## Work order
Continue the passage on disease and national defense, starting after its final sentence.

Disease and National Defense

In Biblical times, where historical accounts and historical myth sometimes mingle, there are accounts of great armies being destroyed by disease. Conflicting accounts of the siege of Jerusalem circa 701 BCE by the Assyrian king Sennacherib are of that nature.

Fast forward two thousand years. Evans, Kleinman, and Pagano write:

In 1334 an epidemic struck the northeastern Chinese province of Hopei. This “Black Death” claimed up to 90% of the population, nearly five million people. The epidemic eventually reached and decimated Tartar forces that had been attacking Kaffa, a Genoese colony on the Crimean Peninsula. In 1347, the departing Tartars catapulted plagueinfested bodies into Kaffa. The Genoese quickly dumped these bodies into the sea, however it was too late. Four ships escaped back to Italy carrying the plague that in just two years killed one-third of the European population.

The relationship between disease and national defense is not a new one in the US. Just a simple web search revealed this 72-year-old article from the American Journal of Public Health on the dangers of venereal disease to military preparedness. Another article in the Journal of the American Medical Association (JAMA) of the same year reports that venereal disease has been a concern of the US Army and Navy since 1778.

There is continued concern about the impact of infectious disease on national defense, for example, the emergence of antibiotic-resistant pathogens and the threat from tick-borne diseases, and from influenza.

Indeed, with anthrax and ricin scares, preventing and managing bio-terrorism is a major part of contemporary national preparedness.

## Entries provided

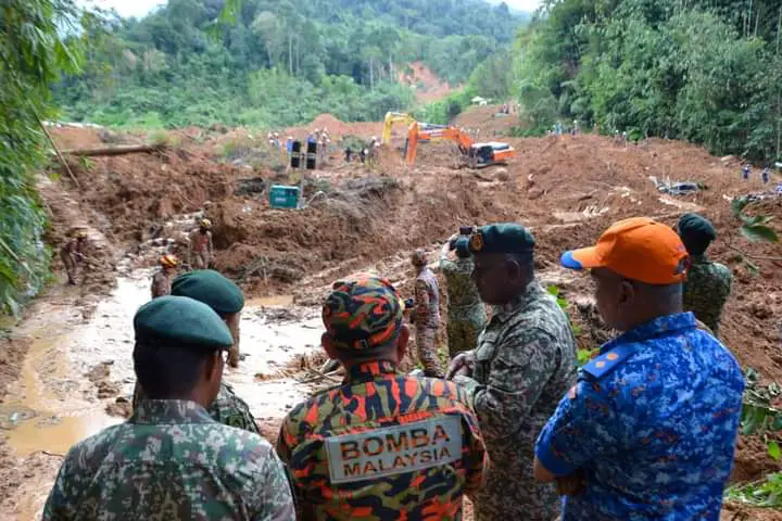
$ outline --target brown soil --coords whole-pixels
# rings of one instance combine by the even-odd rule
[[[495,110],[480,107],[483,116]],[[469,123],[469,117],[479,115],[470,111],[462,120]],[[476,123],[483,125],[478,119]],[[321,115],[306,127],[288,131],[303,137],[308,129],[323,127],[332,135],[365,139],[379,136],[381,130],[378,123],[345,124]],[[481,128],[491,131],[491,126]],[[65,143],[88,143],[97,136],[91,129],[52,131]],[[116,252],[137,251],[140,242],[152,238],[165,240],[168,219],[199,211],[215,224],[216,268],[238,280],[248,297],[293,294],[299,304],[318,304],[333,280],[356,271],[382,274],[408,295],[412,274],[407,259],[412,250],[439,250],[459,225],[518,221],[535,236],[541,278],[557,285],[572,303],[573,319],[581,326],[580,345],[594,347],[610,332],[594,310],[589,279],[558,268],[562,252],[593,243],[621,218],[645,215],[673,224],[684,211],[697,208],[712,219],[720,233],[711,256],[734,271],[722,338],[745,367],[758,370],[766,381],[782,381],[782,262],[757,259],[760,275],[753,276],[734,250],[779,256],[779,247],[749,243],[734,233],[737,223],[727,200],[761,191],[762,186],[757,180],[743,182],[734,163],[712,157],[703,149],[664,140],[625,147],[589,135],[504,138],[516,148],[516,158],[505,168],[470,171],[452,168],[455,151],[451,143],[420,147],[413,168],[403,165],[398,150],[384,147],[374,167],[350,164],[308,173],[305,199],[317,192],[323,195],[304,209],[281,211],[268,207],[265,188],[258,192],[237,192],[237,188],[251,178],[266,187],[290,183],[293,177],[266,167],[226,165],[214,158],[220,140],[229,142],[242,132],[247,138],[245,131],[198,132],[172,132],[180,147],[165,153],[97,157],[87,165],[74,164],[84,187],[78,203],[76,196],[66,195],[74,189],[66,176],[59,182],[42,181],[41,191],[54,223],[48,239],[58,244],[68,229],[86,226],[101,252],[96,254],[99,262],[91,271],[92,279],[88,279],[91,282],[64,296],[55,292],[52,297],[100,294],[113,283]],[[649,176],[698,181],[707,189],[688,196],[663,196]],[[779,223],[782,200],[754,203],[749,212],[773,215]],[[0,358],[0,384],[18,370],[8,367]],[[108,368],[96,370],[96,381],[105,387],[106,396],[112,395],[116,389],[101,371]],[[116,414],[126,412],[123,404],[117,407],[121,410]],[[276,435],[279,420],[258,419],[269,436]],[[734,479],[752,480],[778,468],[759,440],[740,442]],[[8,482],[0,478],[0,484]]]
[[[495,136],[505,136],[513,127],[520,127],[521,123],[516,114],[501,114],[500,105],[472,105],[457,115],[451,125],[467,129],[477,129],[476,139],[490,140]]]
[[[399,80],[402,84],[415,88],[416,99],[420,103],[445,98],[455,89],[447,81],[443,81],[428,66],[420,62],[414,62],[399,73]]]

* * *

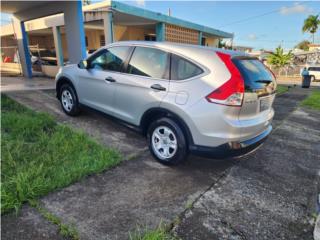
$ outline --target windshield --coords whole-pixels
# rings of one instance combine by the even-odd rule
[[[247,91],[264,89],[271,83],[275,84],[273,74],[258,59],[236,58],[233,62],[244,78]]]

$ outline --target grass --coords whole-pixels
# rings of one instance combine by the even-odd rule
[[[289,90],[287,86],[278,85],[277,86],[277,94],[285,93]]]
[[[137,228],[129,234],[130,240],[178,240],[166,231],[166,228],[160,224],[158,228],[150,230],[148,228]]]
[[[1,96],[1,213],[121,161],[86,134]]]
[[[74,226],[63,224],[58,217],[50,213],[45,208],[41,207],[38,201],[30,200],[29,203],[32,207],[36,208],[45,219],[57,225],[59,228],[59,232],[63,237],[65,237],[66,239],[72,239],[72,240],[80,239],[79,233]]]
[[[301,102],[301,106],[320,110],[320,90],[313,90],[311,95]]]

## Task result
In addition, the Department of Defense is participating in prevention initiatives. As Dr. Jonathan Woodson, Assistant Secretary of Defense for Health Affairs in the Department of Defense, put it:

At the Department of Defense, we’ve moved from a concept of health care to health, meaning that we understand health really is a much more involved concept other than just freedom from disease. It relates to healthy communities and healthy and active lifestyles and also addresses mental wellness and spiritual wellness as well. For us to create a fit and ready force, we need to make sure that we’re paying attention to all these dimensions of health and wellness.

All of these efforts center upon a single premise: national defense depends upon maintaining the health of the civilian and military populations.

That raises an important question: does it matter whether the threat to our health is a foreign enemy, a small band of domestic terrorists, or what we do to ourselves?

As we eat too much, as we eat too much of the wrong foods, as those foods provide biological encouragement to continue those habits, as we exercise too little, and as we create our own national health epidemic, is that not more than what any adversary could do to us?

Or as Walt Kelly’s cartoon Pogo once famously stated: We is met the enemy, and he is us.